### To do
Search the listing for "below" and copy every line where it appears.
[Opening Excerpted data section]
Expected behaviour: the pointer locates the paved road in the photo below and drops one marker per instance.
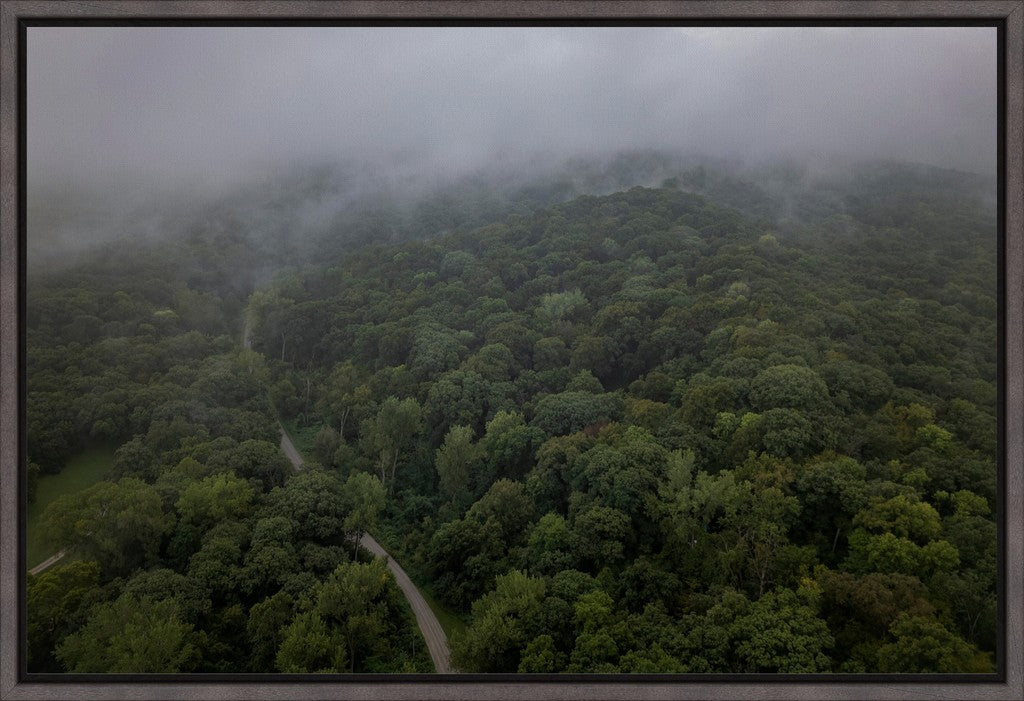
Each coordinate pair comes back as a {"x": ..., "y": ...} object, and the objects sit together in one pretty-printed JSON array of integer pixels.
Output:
[
  {"x": 432, "y": 631},
  {"x": 52, "y": 560}
]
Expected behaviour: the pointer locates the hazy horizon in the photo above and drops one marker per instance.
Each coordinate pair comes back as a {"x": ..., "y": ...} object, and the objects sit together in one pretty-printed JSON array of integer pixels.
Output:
[{"x": 200, "y": 108}]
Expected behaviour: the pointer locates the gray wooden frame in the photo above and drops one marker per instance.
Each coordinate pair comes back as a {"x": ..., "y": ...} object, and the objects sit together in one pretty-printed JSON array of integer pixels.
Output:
[{"x": 195, "y": 687}]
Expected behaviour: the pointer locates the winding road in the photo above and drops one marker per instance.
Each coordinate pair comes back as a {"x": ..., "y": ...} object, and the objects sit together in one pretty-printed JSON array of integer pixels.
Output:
[
  {"x": 431, "y": 628},
  {"x": 432, "y": 631}
]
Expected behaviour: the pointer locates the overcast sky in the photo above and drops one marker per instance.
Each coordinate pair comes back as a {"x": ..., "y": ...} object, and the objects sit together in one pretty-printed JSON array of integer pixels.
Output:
[{"x": 204, "y": 106}]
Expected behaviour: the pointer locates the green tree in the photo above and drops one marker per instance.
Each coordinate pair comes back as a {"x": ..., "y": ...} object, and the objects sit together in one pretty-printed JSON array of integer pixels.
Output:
[
  {"x": 353, "y": 602},
  {"x": 456, "y": 462},
  {"x": 392, "y": 434},
  {"x": 131, "y": 636},
  {"x": 308, "y": 646},
  {"x": 366, "y": 498},
  {"x": 118, "y": 524}
]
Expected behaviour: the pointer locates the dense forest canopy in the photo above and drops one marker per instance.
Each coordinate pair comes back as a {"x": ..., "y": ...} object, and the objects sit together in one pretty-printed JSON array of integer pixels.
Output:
[{"x": 646, "y": 414}]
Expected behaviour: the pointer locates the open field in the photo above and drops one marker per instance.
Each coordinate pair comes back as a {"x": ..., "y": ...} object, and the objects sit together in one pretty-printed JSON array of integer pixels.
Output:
[{"x": 82, "y": 471}]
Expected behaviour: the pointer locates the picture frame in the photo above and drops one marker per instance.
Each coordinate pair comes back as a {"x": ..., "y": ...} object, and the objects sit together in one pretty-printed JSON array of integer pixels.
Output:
[{"x": 15, "y": 684}]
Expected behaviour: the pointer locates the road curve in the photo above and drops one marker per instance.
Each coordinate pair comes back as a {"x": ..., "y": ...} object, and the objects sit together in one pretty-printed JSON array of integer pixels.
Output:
[{"x": 432, "y": 631}]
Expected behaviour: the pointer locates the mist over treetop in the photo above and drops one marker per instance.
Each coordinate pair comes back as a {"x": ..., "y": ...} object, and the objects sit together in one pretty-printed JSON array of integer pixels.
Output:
[{"x": 204, "y": 107}]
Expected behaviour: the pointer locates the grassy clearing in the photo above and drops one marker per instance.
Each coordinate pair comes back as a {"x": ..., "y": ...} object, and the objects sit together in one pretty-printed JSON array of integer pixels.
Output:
[{"x": 82, "y": 471}]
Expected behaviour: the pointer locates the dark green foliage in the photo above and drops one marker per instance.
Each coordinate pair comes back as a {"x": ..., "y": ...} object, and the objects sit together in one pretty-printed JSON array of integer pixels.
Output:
[{"x": 641, "y": 433}]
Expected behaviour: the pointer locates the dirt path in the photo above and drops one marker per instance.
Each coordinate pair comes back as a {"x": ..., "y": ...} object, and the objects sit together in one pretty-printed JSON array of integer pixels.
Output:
[{"x": 432, "y": 631}]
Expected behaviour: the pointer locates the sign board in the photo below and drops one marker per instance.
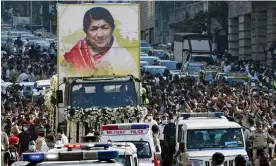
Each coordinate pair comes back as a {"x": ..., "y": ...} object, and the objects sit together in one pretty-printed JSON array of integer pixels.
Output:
[
  {"x": 21, "y": 21},
  {"x": 125, "y": 132},
  {"x": 113, "y": 48}
]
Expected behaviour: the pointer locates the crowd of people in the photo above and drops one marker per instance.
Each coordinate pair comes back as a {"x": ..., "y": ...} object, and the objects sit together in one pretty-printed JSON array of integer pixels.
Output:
[
  {"x": 26, "y": 126},
  {"x": 252, "y": 107},
  {"x": 25, "y": 122}
]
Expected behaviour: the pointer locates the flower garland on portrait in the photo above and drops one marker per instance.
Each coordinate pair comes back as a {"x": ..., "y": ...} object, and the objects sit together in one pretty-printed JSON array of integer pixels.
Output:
[{"x": 107, "y": 114}]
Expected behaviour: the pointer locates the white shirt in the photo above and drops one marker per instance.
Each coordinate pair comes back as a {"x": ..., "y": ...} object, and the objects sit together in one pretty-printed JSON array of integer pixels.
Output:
[
  {"x": 151, "y": 123},
  {"x": 22, "y": 77},
  {"x": 64, "y": 139},
  {"x": 248, "y": 133},
  {"x": 161, "y": 129}
]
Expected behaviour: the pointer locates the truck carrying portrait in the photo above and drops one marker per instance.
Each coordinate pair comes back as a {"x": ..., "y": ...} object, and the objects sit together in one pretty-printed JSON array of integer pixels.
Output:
[{"x": 98, "y": 40}]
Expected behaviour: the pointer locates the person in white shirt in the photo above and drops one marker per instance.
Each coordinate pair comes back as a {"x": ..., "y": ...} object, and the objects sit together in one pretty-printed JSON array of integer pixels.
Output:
[
  {"x": 164, "y": 121},
  {"x": 247, "y": 137},
  {"x": 50, "y": 142},
  {"x": 64, "y": 139},
  {"x": 150, "y": 120}
]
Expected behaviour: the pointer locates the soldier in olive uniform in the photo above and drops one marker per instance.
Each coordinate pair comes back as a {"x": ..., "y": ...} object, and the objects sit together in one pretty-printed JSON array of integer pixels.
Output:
[{"x": 260, "y": 139}]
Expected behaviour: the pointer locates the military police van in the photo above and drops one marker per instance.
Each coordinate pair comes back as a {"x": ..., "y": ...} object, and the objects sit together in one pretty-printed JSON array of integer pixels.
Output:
[
  {"x": 137, "y": 133},
  {"x": 201, "y": 135}
]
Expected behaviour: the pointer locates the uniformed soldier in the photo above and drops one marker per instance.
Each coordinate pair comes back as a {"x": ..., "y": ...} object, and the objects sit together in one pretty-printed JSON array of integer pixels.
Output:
[
  {"x": 155, "y": 134},
  {"x": 260, "y": 139},
  {"x": 40, "y": 141},
  {"x": 11, "y": 155}
]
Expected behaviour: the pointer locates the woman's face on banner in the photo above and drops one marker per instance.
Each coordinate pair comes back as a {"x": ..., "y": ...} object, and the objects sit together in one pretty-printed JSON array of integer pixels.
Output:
[{"x": 99, "y": 34}]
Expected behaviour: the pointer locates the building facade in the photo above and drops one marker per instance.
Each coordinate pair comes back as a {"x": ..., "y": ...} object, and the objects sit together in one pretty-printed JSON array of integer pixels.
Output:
[{"x": 251, "y": 27}]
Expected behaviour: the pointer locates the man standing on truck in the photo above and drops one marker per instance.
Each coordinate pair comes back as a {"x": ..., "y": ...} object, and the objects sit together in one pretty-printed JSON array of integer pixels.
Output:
[{"x": 169, "y": 138}]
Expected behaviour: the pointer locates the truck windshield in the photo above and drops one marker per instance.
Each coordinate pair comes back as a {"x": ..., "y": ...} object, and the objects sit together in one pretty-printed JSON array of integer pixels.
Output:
[
  {"x": 103, "y": 94},
  {"x": 215, "y": 138},
  {"x": 200, "y": 45}
]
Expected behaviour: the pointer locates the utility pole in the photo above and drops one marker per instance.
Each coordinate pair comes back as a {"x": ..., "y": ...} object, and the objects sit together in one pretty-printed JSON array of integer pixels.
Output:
[{"x": 31, "y": 6}]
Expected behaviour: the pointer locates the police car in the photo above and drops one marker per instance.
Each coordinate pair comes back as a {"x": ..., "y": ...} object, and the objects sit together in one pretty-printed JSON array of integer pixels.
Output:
[
  {"x": 127, "y": 151},
  {"x": 203, "y": 134},
  {"x": 72, "y": 158},
  {"x": 103, "y": 154},
  {"x": 137, "y": 133}
]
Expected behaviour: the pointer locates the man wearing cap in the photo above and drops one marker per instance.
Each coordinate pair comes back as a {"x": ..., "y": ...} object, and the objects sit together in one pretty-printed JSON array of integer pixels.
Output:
[
  {"x": 260, "y": 139},
  {"x": 240, "y": 160},
  {"x": 40, "y": 141},
  {"x": 217, "y": 159},
  {"x": 11, "y": 155}
]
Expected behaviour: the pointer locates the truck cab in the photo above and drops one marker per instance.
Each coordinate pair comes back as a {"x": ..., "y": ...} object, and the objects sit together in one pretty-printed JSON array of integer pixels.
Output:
[
  {"x": 203, "y": 134},
  {"x": 94, "y": 95},
  {"x": 189, "y": 44}
]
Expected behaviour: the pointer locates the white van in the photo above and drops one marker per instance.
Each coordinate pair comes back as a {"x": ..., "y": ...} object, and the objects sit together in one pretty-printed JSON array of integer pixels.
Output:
[
  {"x": 204, "y": 134},
  {"x": 137, "y": 133}
]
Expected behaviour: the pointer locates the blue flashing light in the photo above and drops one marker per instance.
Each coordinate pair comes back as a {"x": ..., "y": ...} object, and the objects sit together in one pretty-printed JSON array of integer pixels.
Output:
[
  {"x": 218, "y": 114},
  {"x": 107, "y": 155},
  {"x": 102, "y": 145},
  {"x": 185, "y": 115},
  {"x": 140, "y": 126},
  {"x": 33, "y": 157}
]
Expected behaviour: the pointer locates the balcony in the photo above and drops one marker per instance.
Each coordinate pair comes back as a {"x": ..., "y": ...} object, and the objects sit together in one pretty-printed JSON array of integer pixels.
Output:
[{"x": 181, "y": 14}]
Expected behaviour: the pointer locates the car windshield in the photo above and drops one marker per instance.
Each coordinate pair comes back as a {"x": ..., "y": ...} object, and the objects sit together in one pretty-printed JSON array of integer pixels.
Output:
[
  {"x": 115, "y": 94},
  {"x": 215, "y": 138},
  {"x": 207, "y": 59},
  {"x": 171, "y": 65},
  {"x": 194, "y": 69},
  {"x": 143, "y": 149},
  {"x": 144, "y": 45},
  {"x": 156, "y": 71},
  {"x": 125, "y": 160}
]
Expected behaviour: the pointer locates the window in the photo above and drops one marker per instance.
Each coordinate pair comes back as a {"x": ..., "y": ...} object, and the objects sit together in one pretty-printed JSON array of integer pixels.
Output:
[
  {"x": 200, "y": 45},
  {"x": 215, "y": 138},
  {"x": 104, "y": 94}
]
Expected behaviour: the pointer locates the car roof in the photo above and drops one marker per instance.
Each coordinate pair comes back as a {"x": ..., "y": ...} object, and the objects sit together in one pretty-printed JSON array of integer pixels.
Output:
[
  {"x": 154, "y": 67},
  {"x": 168, "y": 61},
  {"x": 201, "y": 55},
  {"x": 198, "y": 123},
  {"x": 196, "y": 63},
  {"x": 149, "y": 57}
]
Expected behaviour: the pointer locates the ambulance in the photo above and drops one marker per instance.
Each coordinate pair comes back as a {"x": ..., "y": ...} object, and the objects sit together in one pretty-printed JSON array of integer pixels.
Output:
[
  {"x": 201, "y": 135},
  {"x": 137, "y": 133}
]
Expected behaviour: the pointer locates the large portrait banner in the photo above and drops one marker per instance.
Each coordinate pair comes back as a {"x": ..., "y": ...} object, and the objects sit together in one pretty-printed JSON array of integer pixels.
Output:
[{"x": 98, "y": 40}]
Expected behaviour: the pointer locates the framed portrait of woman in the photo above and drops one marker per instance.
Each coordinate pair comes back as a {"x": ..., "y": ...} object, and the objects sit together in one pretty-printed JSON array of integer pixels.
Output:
[{"x": 98, "y": 39}]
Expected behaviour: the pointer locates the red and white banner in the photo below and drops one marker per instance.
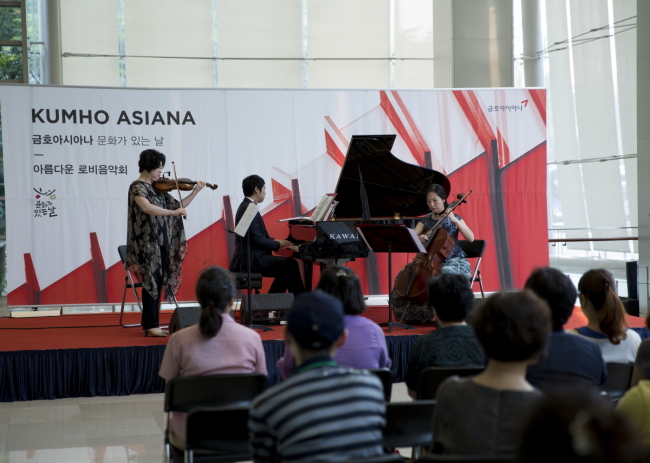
[Closing Excerpted data section]
### Written response
Expected behaviour: the pointer locates the paved road in the photo below and drops one marker per instance.
Expected behaviour: the pointer locates the sign board in the photo below and drops one marker per instance.
Expected behaviour: the pointer locates the red and white banner in the photo below and drops one marker per instance.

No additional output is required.